### Task directions
Pull out every line of the records below that contains the word "white", and copy each one in full. Case counts, so match only lines where the word has exactly that capitalization.

··· Input rows ···

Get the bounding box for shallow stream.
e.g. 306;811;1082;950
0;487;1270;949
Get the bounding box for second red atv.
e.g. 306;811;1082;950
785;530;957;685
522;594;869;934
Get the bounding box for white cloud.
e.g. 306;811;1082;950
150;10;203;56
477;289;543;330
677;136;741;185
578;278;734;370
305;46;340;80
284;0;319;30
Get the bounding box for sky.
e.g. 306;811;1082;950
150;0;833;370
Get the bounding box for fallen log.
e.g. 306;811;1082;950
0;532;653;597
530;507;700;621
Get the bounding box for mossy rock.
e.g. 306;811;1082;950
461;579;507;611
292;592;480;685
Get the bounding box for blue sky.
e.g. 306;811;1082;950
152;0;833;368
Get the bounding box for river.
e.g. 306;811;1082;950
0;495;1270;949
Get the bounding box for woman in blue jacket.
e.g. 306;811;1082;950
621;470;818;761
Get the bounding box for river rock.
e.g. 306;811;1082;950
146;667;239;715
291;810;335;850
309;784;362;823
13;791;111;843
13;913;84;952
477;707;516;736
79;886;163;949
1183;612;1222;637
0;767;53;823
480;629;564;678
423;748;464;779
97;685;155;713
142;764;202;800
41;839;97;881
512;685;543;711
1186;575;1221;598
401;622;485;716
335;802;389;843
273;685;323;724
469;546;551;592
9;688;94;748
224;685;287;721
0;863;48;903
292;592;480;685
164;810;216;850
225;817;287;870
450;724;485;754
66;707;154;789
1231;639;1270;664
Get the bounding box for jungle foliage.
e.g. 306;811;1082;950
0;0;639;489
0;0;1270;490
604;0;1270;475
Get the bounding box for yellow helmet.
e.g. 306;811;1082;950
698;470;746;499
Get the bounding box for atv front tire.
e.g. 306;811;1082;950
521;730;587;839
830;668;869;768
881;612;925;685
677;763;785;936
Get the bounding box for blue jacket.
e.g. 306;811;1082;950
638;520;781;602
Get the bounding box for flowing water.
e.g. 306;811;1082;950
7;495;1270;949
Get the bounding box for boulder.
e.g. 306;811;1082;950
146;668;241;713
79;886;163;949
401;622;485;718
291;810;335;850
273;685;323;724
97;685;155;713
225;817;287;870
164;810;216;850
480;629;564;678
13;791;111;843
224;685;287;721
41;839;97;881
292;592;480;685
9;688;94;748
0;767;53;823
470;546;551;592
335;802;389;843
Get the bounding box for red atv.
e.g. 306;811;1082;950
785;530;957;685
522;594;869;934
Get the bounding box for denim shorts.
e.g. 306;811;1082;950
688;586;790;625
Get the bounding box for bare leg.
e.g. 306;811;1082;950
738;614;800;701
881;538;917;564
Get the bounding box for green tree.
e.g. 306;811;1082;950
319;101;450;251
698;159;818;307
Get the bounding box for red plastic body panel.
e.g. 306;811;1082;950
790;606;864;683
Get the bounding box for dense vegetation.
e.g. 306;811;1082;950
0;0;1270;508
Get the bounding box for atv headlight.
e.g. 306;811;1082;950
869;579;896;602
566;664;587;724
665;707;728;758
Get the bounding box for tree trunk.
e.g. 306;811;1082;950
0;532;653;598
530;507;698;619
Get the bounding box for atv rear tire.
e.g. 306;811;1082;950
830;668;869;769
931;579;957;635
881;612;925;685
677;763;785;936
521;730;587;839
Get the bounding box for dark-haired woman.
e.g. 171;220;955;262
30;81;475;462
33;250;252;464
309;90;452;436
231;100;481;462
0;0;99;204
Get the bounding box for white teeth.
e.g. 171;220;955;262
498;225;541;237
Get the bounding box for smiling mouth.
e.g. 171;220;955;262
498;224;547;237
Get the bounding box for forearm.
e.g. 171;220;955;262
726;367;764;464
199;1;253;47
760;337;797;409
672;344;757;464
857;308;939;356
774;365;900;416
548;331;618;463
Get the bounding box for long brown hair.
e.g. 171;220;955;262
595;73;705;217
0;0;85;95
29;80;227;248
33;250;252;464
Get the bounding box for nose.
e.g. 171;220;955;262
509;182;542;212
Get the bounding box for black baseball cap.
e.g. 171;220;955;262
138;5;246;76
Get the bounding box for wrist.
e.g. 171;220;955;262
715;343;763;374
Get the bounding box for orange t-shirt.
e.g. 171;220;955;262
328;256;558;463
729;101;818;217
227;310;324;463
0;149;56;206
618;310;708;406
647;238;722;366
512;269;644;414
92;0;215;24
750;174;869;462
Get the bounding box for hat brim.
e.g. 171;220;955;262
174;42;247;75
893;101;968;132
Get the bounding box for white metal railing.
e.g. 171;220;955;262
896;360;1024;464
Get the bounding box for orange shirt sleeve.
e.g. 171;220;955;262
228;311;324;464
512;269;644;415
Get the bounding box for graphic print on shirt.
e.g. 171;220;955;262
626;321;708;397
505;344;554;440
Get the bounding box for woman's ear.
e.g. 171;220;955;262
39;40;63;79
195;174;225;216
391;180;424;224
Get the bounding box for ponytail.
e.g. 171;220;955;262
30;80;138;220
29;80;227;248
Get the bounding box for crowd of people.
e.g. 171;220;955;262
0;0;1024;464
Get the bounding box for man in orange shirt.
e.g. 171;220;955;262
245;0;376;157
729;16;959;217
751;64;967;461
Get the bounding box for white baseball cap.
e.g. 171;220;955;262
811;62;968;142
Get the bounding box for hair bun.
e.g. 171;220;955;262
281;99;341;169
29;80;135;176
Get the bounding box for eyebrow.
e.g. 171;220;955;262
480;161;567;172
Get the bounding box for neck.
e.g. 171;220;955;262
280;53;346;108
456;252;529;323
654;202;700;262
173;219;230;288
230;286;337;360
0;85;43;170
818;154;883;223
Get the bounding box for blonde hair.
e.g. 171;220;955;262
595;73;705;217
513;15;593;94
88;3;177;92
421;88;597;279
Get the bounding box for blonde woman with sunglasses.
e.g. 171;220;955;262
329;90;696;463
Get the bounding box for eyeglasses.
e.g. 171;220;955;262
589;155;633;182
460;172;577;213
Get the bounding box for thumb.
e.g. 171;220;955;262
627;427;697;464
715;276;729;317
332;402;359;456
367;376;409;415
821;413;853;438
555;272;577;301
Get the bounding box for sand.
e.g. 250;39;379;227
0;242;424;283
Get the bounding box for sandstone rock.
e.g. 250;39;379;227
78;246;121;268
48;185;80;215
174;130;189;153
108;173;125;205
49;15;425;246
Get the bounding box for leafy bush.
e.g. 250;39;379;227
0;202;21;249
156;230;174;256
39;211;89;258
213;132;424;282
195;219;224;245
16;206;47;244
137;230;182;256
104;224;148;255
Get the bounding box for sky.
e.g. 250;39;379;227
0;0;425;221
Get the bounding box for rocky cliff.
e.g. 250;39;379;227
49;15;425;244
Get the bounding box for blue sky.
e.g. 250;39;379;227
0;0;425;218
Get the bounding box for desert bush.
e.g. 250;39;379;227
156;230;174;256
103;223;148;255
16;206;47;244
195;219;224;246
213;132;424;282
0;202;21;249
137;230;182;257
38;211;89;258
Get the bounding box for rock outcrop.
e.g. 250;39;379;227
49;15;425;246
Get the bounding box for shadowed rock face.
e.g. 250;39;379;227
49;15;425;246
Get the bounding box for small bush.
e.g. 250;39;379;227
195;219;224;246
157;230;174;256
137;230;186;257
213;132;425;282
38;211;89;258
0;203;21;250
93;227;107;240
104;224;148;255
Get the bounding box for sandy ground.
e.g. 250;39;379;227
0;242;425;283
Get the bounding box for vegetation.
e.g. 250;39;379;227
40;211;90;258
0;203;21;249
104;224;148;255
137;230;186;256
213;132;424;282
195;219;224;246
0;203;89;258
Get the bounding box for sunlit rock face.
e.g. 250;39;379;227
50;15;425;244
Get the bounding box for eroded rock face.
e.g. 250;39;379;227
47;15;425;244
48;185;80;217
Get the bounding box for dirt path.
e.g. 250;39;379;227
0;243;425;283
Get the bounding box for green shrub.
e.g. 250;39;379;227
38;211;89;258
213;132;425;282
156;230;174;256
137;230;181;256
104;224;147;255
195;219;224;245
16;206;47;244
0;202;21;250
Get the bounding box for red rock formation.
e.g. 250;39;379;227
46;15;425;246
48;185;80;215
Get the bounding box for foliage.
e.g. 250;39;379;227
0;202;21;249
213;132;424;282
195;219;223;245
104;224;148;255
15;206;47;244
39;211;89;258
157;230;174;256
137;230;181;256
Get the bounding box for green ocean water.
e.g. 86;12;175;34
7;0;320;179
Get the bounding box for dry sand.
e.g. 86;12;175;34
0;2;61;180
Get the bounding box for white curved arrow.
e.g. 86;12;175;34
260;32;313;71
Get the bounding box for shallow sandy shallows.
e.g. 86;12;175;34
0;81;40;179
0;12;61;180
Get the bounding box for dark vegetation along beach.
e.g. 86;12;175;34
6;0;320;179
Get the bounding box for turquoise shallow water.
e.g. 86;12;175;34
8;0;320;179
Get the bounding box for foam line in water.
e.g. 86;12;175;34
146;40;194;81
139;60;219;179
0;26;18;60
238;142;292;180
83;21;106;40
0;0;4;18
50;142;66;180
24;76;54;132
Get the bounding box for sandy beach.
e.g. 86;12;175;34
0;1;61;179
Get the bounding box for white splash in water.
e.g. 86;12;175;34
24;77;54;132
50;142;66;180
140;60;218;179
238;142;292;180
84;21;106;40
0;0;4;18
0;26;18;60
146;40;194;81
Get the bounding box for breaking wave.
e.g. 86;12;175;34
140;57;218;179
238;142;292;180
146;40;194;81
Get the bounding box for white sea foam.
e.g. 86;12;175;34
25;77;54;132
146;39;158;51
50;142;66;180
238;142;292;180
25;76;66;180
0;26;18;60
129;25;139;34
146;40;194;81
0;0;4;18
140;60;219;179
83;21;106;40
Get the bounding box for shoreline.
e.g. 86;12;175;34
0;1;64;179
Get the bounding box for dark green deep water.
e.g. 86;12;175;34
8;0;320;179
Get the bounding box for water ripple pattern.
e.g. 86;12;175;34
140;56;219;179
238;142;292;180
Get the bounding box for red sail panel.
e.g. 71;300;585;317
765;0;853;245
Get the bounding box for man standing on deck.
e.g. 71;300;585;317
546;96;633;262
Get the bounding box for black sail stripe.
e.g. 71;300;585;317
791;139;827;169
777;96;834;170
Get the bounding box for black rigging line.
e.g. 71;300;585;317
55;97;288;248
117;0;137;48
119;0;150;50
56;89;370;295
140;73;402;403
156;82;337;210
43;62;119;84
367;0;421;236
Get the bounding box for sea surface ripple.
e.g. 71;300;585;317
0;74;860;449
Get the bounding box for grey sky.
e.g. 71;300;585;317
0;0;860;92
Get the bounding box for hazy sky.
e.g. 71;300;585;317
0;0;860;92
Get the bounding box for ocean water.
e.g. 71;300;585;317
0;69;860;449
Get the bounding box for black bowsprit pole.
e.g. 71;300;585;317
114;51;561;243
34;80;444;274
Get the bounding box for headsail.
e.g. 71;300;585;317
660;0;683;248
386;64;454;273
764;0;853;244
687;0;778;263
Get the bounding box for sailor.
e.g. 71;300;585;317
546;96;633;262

···

### Task answer
Get the bounding box for white cloud.
Get the bounding box for white teeth.
Get the bounding box for white metal railing.
Get the bounding box for white baseball cap.
Get the bounding box for white curved arrow.
Get the bounding box for white splash in water.
Get the bounding box for white sea foam.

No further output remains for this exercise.